====== RECORDS FOR PROCESSING ======

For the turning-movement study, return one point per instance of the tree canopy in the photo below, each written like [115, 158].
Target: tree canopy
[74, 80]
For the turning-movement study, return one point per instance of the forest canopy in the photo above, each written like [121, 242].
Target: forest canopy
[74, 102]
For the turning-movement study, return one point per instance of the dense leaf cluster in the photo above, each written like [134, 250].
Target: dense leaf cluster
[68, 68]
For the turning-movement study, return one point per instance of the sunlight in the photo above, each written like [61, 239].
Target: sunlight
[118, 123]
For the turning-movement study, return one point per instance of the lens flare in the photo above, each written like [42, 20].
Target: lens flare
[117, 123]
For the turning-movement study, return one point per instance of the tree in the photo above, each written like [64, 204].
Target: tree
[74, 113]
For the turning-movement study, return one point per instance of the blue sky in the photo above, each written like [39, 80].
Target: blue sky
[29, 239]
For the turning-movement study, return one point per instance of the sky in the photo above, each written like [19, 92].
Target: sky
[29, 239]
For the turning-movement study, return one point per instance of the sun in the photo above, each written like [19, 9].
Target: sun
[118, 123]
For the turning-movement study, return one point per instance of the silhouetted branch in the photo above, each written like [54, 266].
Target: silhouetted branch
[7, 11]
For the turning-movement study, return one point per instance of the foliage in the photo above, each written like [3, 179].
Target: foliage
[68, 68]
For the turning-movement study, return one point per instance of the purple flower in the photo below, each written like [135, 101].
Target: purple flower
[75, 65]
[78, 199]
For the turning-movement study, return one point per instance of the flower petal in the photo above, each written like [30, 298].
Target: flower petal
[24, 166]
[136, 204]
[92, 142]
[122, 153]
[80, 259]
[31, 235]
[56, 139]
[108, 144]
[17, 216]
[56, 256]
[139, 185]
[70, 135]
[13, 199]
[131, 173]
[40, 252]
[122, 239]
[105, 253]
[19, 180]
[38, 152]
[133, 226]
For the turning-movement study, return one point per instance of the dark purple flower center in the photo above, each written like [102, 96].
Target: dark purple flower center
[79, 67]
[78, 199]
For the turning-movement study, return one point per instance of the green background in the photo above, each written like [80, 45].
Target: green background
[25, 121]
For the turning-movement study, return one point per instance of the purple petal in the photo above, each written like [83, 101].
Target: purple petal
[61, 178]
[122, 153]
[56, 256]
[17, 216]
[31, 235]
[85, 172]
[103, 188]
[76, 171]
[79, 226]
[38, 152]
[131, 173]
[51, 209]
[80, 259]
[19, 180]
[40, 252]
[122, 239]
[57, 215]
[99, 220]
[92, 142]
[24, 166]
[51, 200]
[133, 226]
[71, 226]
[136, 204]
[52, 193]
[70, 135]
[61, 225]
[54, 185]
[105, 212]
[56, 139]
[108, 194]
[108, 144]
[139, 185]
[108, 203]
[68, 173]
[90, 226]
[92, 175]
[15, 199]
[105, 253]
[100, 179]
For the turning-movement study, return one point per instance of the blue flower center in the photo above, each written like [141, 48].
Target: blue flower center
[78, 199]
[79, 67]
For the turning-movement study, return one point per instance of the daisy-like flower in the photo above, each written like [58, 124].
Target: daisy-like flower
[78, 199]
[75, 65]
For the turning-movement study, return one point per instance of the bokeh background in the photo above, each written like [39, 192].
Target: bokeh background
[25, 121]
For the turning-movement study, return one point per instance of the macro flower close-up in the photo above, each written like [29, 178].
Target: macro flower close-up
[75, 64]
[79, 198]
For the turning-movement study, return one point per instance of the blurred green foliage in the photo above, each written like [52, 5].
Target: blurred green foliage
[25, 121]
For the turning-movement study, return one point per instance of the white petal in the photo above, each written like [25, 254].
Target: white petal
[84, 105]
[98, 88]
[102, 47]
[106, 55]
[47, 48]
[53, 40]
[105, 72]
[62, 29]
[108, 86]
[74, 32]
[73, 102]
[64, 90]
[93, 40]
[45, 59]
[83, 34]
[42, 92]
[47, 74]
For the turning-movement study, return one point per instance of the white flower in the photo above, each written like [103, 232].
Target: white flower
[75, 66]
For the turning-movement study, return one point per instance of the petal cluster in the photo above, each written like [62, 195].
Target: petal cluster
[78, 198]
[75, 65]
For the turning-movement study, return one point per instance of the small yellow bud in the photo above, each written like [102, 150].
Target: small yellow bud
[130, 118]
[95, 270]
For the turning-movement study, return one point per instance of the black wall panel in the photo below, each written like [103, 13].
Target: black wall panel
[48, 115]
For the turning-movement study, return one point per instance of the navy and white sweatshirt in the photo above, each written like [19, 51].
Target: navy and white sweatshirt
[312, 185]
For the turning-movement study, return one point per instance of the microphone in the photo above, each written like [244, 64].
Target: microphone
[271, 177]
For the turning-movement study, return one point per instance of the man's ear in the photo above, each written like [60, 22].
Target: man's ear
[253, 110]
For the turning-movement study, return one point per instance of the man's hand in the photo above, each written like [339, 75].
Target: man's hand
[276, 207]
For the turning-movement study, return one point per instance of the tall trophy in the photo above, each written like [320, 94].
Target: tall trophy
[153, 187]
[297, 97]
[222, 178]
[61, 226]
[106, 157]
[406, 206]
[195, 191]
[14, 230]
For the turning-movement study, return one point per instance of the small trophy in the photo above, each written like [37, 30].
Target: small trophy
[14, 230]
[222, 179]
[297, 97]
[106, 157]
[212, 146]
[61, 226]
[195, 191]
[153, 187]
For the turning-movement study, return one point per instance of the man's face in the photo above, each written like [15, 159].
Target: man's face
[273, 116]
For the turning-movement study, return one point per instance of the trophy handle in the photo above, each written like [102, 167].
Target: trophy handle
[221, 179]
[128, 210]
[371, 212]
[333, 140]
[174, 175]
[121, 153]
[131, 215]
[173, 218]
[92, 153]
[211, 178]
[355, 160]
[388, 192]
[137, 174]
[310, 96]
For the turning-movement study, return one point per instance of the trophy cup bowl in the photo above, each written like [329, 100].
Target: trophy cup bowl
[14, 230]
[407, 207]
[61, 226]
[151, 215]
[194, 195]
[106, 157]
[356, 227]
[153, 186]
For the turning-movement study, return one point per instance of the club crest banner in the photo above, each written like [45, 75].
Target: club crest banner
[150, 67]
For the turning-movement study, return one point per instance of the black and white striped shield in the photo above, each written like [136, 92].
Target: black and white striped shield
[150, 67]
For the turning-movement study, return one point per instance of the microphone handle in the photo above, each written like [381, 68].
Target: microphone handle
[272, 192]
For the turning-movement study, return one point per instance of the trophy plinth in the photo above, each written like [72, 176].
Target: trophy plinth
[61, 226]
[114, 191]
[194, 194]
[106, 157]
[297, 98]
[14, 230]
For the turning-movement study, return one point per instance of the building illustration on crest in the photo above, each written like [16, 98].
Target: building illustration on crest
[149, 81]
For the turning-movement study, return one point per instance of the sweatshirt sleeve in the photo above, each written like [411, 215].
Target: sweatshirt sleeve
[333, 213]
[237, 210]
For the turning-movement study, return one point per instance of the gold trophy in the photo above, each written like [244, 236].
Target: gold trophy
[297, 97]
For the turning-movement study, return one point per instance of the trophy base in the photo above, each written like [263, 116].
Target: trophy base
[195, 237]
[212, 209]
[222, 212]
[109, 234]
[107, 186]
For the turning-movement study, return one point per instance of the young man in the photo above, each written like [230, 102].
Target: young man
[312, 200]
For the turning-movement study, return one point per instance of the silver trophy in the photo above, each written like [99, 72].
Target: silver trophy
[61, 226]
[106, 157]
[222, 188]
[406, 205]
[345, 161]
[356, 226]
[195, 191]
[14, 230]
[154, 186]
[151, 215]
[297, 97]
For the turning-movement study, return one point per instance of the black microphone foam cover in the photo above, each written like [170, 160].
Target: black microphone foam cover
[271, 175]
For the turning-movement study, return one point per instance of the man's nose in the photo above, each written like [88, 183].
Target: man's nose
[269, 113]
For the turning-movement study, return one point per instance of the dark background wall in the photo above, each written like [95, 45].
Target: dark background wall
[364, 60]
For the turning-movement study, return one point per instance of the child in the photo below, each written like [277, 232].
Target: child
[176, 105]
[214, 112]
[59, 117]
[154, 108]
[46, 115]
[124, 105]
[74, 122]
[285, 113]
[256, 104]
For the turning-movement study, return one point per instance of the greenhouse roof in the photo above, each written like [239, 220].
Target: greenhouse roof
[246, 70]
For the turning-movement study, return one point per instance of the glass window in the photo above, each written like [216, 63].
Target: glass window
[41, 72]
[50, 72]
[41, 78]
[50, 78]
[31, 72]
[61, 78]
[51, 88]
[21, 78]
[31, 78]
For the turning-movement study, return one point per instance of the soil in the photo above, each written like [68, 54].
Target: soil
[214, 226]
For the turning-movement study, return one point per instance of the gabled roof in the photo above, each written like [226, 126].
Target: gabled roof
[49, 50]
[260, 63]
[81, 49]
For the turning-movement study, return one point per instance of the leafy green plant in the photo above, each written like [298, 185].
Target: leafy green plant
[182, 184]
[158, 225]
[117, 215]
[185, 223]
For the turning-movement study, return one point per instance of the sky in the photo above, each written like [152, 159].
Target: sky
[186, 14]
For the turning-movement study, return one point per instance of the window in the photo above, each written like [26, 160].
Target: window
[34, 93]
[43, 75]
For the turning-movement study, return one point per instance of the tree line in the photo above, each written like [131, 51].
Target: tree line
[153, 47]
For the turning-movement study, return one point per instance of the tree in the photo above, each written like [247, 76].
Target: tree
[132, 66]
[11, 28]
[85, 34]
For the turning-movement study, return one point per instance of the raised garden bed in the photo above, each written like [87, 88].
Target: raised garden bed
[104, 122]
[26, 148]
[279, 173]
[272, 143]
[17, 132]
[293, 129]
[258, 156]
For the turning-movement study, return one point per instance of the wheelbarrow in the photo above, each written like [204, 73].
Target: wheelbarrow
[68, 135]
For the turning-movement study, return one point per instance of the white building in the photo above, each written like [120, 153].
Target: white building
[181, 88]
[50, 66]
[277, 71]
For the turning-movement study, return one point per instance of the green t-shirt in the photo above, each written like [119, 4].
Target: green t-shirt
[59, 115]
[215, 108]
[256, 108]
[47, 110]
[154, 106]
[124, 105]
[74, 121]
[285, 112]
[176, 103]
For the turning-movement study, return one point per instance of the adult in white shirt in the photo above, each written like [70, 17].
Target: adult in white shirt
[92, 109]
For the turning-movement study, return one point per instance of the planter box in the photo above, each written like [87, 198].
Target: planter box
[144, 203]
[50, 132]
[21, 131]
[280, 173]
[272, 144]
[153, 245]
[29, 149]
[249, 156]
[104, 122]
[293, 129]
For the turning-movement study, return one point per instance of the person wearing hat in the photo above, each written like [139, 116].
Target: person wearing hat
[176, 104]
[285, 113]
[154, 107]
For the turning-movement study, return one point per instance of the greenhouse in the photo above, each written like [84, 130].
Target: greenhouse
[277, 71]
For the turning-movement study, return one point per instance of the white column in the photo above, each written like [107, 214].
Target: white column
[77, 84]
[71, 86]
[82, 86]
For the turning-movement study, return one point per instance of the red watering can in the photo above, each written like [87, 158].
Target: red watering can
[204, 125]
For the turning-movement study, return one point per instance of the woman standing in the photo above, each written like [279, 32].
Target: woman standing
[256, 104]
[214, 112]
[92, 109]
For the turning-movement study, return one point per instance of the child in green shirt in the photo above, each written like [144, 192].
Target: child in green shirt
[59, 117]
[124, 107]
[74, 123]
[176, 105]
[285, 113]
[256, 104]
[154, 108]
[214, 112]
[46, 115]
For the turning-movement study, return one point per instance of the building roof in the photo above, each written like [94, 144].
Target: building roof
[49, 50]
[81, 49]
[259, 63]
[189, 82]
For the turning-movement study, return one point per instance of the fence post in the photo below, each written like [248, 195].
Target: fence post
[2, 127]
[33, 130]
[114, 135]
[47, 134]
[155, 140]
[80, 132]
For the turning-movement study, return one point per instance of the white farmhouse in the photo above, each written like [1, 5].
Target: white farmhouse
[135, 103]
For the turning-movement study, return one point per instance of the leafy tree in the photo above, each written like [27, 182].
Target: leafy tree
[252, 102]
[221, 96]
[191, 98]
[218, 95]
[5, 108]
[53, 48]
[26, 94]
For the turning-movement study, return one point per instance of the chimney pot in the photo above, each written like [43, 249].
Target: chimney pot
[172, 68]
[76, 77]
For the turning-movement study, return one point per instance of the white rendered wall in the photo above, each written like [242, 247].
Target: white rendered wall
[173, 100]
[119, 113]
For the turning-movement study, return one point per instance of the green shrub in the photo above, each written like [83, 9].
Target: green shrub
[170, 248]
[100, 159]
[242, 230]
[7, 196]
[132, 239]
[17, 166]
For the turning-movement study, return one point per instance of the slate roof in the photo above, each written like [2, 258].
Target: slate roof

======

Reproduce everything from the line containing "like [27, 182]." down to the end of the data, switching "chimney pot" to "chimney stack" and leaving everything else unchanged.

For the turning-movement study, return one point per instance of the leafy tree in the photo above, each written like [27, 182].
Target: leafy tree
[252, 102]
[221, 96]
[191, 98]
[218, 95]
[5, 108]
[53, 48]
[26, 94]
For the turning-movement study, return one point per instance of the chimney stack in the photo above, each written like [43, 249].
Target: chimney stack
[172, 68]
[76, 77]
For the turning-movement study, return one point per instance of the white rendered wall in the photo above, each written like [242, 247].
Target: white rendered wall
[173, 100]
[119, 113]
For the turning-movement study, return one point per instance of the green shrub in the photo above, each written like [83, 9].
Target: green shrub
[170, 248]
[100, 159]
[242, 230]
[7, 196]
[132, 239]
[17, 166]
For the turning-movement study, return one point per instance of the slate roof in the photo above, each written like [2, 258].
Target: slate roof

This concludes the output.